◆ **Given exercise A**
Say whether each statement below agrees with the court excerpt. Answer yes or no and quote the deciding words from it. (i) The Shaan-Seet interpleader dealt with the right to possession. (ii) The Bowerses brought a floathouse onto the property and built a driveway. (iii) Snook first made his argument about co-tenants in his reply brief.
◆ **Given exercise B**
What does the court excerpt say Snook asserted about the improvements the Bowerses made?
◆ **Given exercise C**
Please quote the court excerpt between "It is undisputed" and "element is satisfied.", inclusive.

◆ **Source extract**
Litigation must also involve the right to possession to toll the
running of the statute, [Fn. 31] which the Shaan-Seet interpleader
did not; it dealt merely with the issue of ownership.  Therefore,
the running of the statute was not tolled during the litigation.
[Fn. 32]
                    (2)  The Bowerses acted as if they were the
owners and not merely as if they were there with the permission of
the owners.

          It is undisputed that the Bowerses brought their
floathouse onto the property and built a driveway.  Snook himself
vigorously asserted at trial, and asserts on appeal, that these
improvements were made without his consent.  These actions, coupled
with Snook's lack of consent, are "inconsistent with and hostile
to" Snook's rights as the true owner. [Fn. 33]  Therefore, this
element is satisfied.
                         (a)  Snook waived the issue of whether
the Bowerses have met the requirements for adverse possession
against cotenants.
          Snook argues that the Bowerses "cannot claim ownership of
the entire subject property through adverse possession because they
have not met the necessary requirements to adversely possess
against co-tenants."  However, Snook argues this for the first time
in his reply brief; this argument is accordingly waived. [Fn. 34]
                         (b)  Assuming Snook did not waive the
issue, Hanson and Baumann's conveyance to the Bowerses amounted to
ouster of the remaining co-tenants.

◆ **Stored data**

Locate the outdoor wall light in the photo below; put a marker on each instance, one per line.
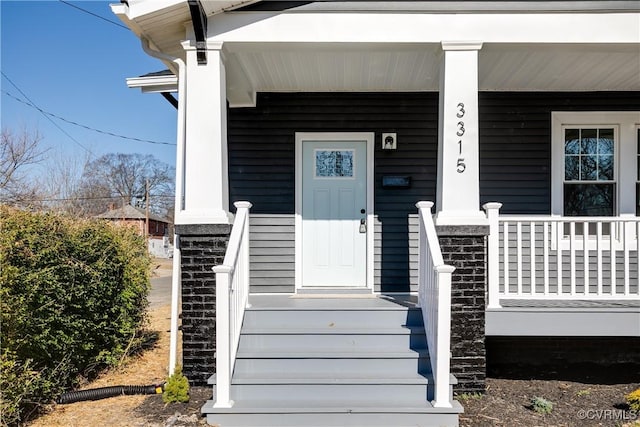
(389, 141)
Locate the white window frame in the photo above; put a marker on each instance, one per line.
(616, 144)
(625, 154)
(625, 124)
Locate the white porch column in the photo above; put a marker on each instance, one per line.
(205, 186)
(458, 191)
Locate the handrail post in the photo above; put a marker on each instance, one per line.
(232, 279)
(443, 360)
(435, 301)
(223, 342)
(244, 249)
(493, 254)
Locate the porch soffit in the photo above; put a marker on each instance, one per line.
(521, 52)
(253, 68)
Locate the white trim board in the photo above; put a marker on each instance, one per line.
(368, 137)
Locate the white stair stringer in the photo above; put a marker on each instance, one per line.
(326, 362)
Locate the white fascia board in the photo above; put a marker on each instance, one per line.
(212, 7)
(386, 28)
(138, 8)
(154, 84)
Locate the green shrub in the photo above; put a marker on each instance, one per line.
(177, 388)
(633, 399)
(541, 405)
(72, 300)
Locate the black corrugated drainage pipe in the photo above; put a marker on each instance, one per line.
(104, 392)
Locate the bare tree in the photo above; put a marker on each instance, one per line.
(121, 179)
(63, 183)
(19, 152)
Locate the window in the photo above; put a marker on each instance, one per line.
(589, 171)
(595, 157)
(334, 163)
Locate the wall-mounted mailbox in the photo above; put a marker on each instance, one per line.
(396, 181)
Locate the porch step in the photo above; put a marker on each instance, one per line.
(330, 413)
(331, 362)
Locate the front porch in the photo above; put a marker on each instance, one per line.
(332, 361)
(348, 359)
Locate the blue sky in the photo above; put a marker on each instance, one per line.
(74, 65)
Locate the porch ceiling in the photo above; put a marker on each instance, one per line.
(403, 67)
(279, 53)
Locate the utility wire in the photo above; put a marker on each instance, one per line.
(93, 14)
(45, 115)
(67, 199)
(85, 126)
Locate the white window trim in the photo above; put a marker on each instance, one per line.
(625, 156)
(616, 148)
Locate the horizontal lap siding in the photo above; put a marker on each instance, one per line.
(515, 143)
(262, 170)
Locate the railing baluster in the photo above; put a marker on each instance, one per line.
(637, 227)
(586, 265)
(532, 256)
(493, 250)
(232, 291)
(625, 248)
(599, 245)
(559, 261)
(545, 255)
(572, 256)
(507, 258)
(435, 301)
(519, 256)
(585, 256)
(612, 258)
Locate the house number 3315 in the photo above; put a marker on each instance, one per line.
(460, 166)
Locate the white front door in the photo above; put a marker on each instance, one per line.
(334, 212)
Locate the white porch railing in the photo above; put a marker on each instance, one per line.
(551, 257)
(434, 296)
(232, 295)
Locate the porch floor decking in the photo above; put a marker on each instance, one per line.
(576, 317)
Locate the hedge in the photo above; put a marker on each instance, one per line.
(73, 297)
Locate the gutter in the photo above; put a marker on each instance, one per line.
(181, 136)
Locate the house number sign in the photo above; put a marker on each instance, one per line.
(460, 166)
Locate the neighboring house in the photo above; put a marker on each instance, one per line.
(312, 285)
(157, 231)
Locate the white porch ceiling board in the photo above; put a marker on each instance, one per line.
(401, 27)
(558, 68)
(337, 70)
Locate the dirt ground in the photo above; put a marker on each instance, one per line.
(506, 402)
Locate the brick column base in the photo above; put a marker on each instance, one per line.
(201, 248)
(465, 248)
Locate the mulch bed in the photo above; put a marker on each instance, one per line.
(506, 403)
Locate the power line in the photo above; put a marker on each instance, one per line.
(68, 199)
(94, 14)
(45, 115)
(85, 126)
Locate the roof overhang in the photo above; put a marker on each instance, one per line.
(316, 49)
(154, 84)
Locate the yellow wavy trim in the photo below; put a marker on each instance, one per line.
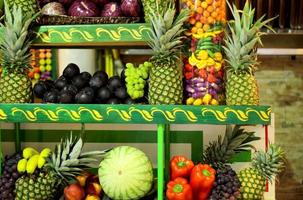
(123, 114)
(50, 114)
(218, 114)
(28, 114)
(145, 114)
(189, 114)
(2, 115)
(168, 115)
(112, 34)
(72, 114)
(94, 113)
(240, 114)
(86, 35)
(262, 115)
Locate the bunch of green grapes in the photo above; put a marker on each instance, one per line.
(136, 78)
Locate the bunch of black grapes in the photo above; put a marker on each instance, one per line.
(227, 185)
(9, 177)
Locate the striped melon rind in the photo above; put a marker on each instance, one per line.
(126, 173)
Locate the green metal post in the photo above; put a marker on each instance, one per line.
(160, 139)
(1, 153)
(167, 152)
(17, 137)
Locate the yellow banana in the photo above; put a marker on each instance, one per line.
(41, 161)
(21, 167)
(45, 152)
(29, 152)
(32, 164)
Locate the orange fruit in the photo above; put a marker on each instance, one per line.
(210, 20)
(198, 25)
(194, 30)
(209, 2)
(210, 9)
(204, 5)
(206, 13)
(199, 10)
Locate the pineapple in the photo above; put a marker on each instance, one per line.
(241, 56)
(264, 166)
(15, 85)
(235, 140)
(150, 6)
(166, 86)
(219, 153)
(66, 162)
(27, 6)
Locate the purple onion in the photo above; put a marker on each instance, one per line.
(198, 94)
(201, 85)
(201, 89)
(111, 10)
(83, 8)
(130, 8)
(215, 86)
(197, 80)
(190, 89)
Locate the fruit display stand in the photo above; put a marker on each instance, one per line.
(162, 115)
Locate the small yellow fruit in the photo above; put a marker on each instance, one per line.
(190, 101)
(218, 66)
(21, 167)
(29, 152)
(218, 56)
(32, 164)
(41, 162)
(210, 62)
(206, 99)
(203, 55)
(197, 102)
(214, 102)
(45, 152)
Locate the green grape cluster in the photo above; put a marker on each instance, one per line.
(136, 79)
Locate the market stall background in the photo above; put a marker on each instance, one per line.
(280, 76)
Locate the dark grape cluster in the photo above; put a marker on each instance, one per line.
(227, 185)
(9, 177)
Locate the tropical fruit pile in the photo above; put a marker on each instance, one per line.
(203, 69)
(214, 178)
(41, 62)
(84, 88)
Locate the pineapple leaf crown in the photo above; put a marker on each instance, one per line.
(222, 150)
(68, 160)
(241, 39)
(166, 34)
(269, 163)
(15, 43)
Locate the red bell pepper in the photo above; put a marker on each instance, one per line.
(189, 75)
(188, 67)
(180, 166)
(202, 179)
(179, 189)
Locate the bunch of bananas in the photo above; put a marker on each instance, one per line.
(32, 159)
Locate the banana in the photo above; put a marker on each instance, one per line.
(29, 152)
(21, 167)
(41, 161)
(32, 164)
(45, 152)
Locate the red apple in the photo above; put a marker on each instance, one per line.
(93, 189)
(92, 197)
(74, 192)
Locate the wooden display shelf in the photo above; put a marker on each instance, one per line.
(92, 35)
(134, 114)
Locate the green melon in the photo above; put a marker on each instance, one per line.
(126, 173)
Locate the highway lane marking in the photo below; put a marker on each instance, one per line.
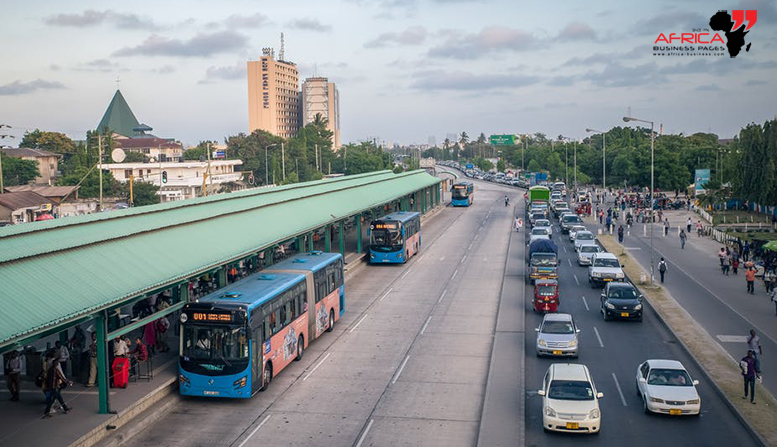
(423, 329)
(364, 435)
(357, 324)
(732, 338)
(598, 337)
(386, 294)
(255, 430)
(618, 386)
(316, 367)
(396, 377)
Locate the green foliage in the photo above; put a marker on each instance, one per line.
(17, 171)
(49, 141)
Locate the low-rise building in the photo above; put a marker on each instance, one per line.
(47, 162)
(184, 180)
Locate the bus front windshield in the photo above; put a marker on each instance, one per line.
(386, 236)
(214, 343)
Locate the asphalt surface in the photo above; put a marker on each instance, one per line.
(434, 353)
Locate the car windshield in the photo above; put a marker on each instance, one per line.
(669, 377)
(543, 259)
(622, 293)
(214, 342)
(557, 327)
(570, 390)
(606, 262)
(546, 290)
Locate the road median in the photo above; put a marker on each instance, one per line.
(719, 366)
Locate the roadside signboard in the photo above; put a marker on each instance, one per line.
(700, 180)
(502, 140)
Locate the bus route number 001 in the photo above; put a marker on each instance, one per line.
(207, 316)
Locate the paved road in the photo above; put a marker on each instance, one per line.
(411, 362)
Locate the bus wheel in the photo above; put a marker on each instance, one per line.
(331, 321)
(266, 377)
(300, 349)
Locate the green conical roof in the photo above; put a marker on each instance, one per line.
(119, 117)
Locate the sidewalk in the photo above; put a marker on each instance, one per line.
(719, 303)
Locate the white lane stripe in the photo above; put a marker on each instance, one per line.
(386, 294)
(618, 386)
(598, 337)
(357, 324)
(400, 370)
(423, 329)
(364, 435)
(255, 430)
(316, 367)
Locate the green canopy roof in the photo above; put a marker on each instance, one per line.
(61, 270)
(119, 117)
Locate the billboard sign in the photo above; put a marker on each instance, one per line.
(502, 140)
(700, 180)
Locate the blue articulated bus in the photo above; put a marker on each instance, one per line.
(394, 238)
(235, 340)
(462, 194)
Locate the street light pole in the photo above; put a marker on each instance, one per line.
(652, 187)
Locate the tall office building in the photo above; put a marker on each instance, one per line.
(273, 95)
(319, 96)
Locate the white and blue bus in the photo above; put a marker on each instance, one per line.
(235, 340)
(394, 238)
(462, 194)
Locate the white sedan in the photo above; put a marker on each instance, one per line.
(665, 387)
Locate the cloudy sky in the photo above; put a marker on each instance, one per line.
(406, 69)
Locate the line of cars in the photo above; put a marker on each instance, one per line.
(570, 399)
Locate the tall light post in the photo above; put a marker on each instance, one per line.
(652, 189)
(266, 170)
(604, 155)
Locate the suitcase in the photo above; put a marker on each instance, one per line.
(120, 372)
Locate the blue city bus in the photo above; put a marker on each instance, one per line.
(394, 238)
(235, 340)
(462, 194)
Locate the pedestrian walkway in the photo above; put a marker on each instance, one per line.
(719, 303)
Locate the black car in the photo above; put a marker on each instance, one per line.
(621, 300)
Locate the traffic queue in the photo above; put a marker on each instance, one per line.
(570, 400)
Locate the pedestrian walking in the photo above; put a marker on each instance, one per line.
(13, 373)
(92, 361)
(54, 382)
(662, 269)
(750, 278)
(750, 371)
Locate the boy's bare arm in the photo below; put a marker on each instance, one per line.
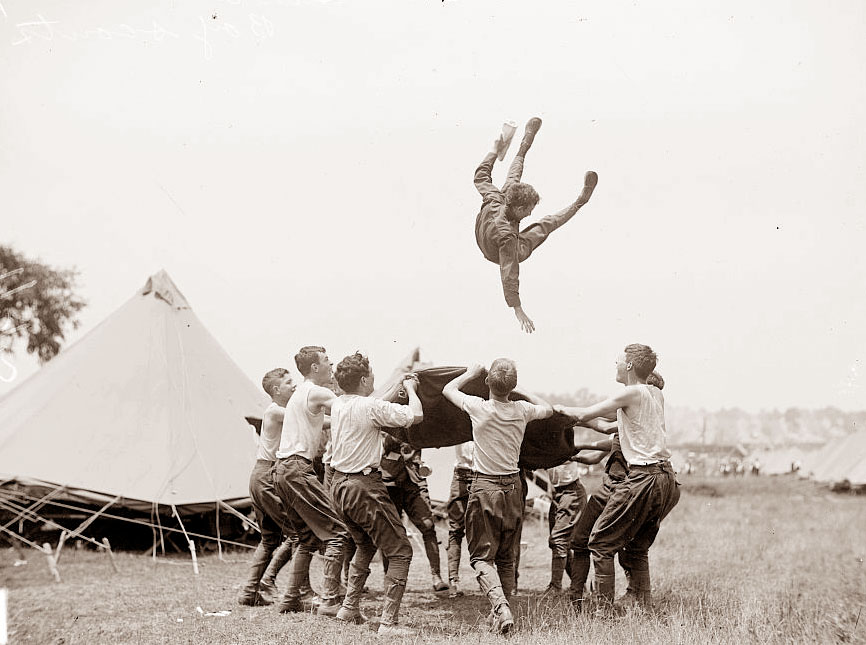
(583, 414)
(452, 392)
(591, 459)
(410, 384)
(605, 445)
(601, 425)
(484, 173)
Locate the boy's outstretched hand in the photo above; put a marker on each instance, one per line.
(525, 323)
(499, 145)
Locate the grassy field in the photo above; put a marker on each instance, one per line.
(769, 560)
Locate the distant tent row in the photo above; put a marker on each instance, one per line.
(841, 462)
(779, 462)
(145, 411)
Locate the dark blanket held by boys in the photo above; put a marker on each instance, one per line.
(547, 443)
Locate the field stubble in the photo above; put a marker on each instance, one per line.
(770, 560)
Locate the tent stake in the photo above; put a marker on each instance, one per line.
(52, 565)
(110, 554)
(60, 544)
(194, 559)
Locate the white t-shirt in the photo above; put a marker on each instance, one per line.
(302, 432)
(498, 429)
(269, 439)
(356, 440)
(464, 454)
(642, 434)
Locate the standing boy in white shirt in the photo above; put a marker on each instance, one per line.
(494, 512)
(357, 490)
(631, 518)
(308, 505)
(270, 514)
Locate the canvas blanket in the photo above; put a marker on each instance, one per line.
(547, 443)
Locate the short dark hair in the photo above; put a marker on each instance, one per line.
(520, 194)
(306, 356)
(350, 370)
(502, 376)
(272, 378)
(656, 379)
(642, 358)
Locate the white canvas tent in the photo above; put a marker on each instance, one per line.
(146, 409)
(841, 461)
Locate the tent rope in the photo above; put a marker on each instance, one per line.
(33, 517)
(145, 523)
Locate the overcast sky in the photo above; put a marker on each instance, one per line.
(303, 170)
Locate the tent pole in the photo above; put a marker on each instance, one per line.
(219, 542)
(188, 541)
(161, 537)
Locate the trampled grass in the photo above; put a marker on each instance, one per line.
(769, 560)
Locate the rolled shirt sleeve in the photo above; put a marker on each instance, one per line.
(509, 262)
(390, 415)
(484, 178)
(533, 412)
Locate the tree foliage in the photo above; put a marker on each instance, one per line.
(37, 303)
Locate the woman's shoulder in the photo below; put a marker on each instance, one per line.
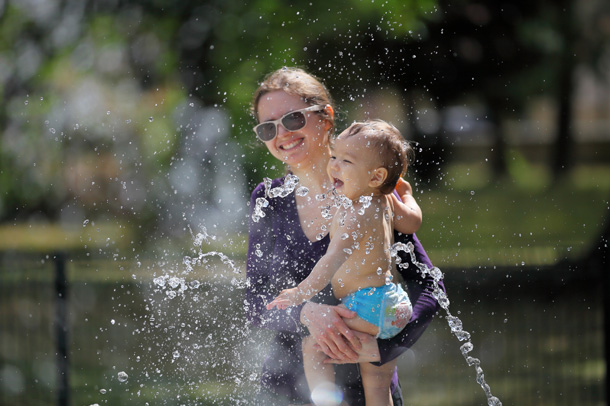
(262, 189)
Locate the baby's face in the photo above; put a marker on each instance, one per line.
(351, 165)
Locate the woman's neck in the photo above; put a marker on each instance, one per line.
(313, 177)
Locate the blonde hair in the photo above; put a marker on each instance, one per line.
(394, 151)
(298, 82)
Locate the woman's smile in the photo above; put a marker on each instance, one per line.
(290, 145)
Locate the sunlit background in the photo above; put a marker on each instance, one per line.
(126, 148)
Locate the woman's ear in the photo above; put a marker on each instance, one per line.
(378, 176)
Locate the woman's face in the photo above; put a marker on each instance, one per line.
(298, 149)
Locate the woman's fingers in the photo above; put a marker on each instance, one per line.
(369, 351)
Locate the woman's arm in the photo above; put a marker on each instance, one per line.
(261, 286)
(407, 213)
(420, 290)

◆ **Right answer A**
(i) No: "it dealt merely with the issue of ownership."
(ii) Yes: "the Bowerses brought their floathouse onto the property and built a driveway."
(iii) Yes: "Snook argues this for the first time in his reply brief"

◆ **Right answer B**
He asserted that the improvements were made without his consent.

◆ **Right answer C**
It is undisputed that the Bowerses brought their
floathouse onto the property and built a driveway.  Snook himself
vigorously asserted at trial, and asserts on appeal, that these
improvements were made without his consent.  These actions, coupled
with Snook's lack of consent, are "inconsistent with and hostile
to" Snook's rights as the true owner. [Fn. 33]  Therefore, this
element is satisfied.